● EXERCISE TASK A:
Locate every line in the listing that contains the word "player" and copy each one. Case counts.

● TEXT SECTION:
______________________________

Ben Beuchler (insyte) wrote :

Any progress on a patch? I'm running into the same problem. If not, would you mind providing a bit more info describing the necessary steps to get the 2.6.24 kernel installed on a Gutsy server?

Thanks...

the.jxc (jonathan-spiderfan) wrote :

Second part is easy. Fix yaird as above, download the .deb files, and "dpkg install" them both. I had no hassles with that.

J. Bruce Fields suggested the following two patches, but I didn't use those.

http://git.linux-nfs.org/?p=trondmy/nfs-2.6.git;a=commitdiff;h=255129d1e9ca0ed3d69d5517fae3e03d7ab4b806
 http://git.linux-nfs.org/?p=trondmy/nfs-2.6.git;a=commitdiff;h=a6d85430424d44e946e0946bfaad607115510989

...I just downloaded the ubuntu source for the kernel I had, and manually patched the lockd driver.

Russel Winder (russel) wrote :

I am running fully up to date Gutsy server and am getting what I think is the same problem as is reported here. After an indeterminate amount of time and/or activity, the [lockd] process on the server goes from S state to D state and all queries from clients result in messages such as:

Feb 28 07:59:36 balin kernel: [73693.569139] lockd: server dimen not responding, still trying

and hang forever.

I tried stopping and then starting nfs-common and nfs-kernel-server but the [lockd] process remains and in state D. Killing it explicitly has no apparent effect. A new [lockd] process appears in the process table after the restart of nfs-kernel-server but it appears not to be used.

The only remedy appears to be to reboot the server and then it seems all the clients.

______________________________

● PROVIDED ENTRIES:
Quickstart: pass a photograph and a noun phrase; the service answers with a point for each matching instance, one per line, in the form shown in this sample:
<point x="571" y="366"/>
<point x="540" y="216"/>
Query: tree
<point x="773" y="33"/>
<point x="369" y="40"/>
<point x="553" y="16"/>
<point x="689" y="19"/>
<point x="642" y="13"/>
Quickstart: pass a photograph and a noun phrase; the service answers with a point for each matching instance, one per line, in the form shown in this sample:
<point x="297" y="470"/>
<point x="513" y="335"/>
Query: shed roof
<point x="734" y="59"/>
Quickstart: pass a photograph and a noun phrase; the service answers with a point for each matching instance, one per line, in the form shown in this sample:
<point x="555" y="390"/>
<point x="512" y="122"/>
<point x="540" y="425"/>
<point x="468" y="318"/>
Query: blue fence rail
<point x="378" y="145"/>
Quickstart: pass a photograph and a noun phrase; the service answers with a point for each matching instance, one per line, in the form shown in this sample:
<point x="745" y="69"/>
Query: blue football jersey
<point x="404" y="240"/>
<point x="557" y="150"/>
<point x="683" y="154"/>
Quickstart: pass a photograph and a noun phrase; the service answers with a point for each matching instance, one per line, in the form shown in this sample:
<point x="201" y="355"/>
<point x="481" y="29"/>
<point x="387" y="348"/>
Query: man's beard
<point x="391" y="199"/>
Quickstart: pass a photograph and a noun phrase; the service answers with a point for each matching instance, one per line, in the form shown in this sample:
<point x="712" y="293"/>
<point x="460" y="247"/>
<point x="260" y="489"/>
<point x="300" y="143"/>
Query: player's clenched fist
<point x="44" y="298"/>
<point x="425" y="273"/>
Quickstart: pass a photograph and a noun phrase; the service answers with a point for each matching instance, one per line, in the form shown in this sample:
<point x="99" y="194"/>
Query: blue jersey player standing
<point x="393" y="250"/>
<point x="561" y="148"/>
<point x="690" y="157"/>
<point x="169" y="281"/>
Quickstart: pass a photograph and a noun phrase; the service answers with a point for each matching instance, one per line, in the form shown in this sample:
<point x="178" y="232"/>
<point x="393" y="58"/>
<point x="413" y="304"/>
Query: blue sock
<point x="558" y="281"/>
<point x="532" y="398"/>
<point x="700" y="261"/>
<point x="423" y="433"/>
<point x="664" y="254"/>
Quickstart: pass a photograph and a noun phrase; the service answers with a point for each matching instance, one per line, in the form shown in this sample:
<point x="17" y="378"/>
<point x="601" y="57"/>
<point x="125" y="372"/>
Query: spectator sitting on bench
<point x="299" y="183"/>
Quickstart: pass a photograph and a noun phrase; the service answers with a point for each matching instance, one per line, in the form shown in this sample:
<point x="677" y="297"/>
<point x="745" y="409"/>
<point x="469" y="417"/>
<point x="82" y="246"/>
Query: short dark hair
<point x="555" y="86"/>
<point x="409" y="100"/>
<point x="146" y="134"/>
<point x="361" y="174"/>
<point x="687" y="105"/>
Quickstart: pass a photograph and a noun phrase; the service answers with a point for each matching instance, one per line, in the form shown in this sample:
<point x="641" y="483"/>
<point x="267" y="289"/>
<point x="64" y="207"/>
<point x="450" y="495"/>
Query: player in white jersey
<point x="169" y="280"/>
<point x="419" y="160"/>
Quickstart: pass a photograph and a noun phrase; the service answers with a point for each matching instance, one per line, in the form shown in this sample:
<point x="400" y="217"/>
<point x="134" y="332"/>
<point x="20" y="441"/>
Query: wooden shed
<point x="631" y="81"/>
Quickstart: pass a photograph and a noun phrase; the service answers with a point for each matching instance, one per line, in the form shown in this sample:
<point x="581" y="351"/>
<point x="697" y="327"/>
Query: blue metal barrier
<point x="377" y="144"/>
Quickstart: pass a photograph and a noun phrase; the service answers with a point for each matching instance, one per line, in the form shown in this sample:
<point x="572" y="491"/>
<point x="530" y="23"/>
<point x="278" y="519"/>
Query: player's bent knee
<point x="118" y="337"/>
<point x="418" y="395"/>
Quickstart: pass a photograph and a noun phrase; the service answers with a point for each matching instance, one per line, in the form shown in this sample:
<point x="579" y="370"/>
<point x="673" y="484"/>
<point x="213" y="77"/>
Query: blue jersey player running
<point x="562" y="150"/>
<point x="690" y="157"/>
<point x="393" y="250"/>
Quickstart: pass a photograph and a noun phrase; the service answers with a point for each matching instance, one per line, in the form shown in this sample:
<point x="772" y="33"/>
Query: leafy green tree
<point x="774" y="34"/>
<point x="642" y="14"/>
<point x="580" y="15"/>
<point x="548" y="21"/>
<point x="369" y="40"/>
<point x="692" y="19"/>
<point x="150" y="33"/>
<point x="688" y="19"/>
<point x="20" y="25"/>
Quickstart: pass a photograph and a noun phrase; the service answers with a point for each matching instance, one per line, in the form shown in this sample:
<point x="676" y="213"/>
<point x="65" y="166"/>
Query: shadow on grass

______________________________

● EXERCISE TASK B:
Rewrite the forum thread between "Ben Beuchler (insyte)" and "hassles with that.", inclusive, renaming "Gutsy" to "Hardy" each time it appears.

● FULL OUTPUT A:
Query: player's clenched fist
Query: blue jersey player standing
Query: player in white jersey
Query: player's bent knee
Query: blue jersey player running

● FULL OUTPUT B:
Ben Beuchler (insyte) wrote :

Any progress on a patch? I'm running into the same problem. If not, would you mind providing a bit more info describing the necessary steps to get the 2.6.24 kernel installed on a Hardy server?

Thanks...

the.jxc (jonathan-spiderfan) wrote :

Second part is easy. Fix yaird as above, download the .deb files, and "dpkg install" them both. I had no hassles with that.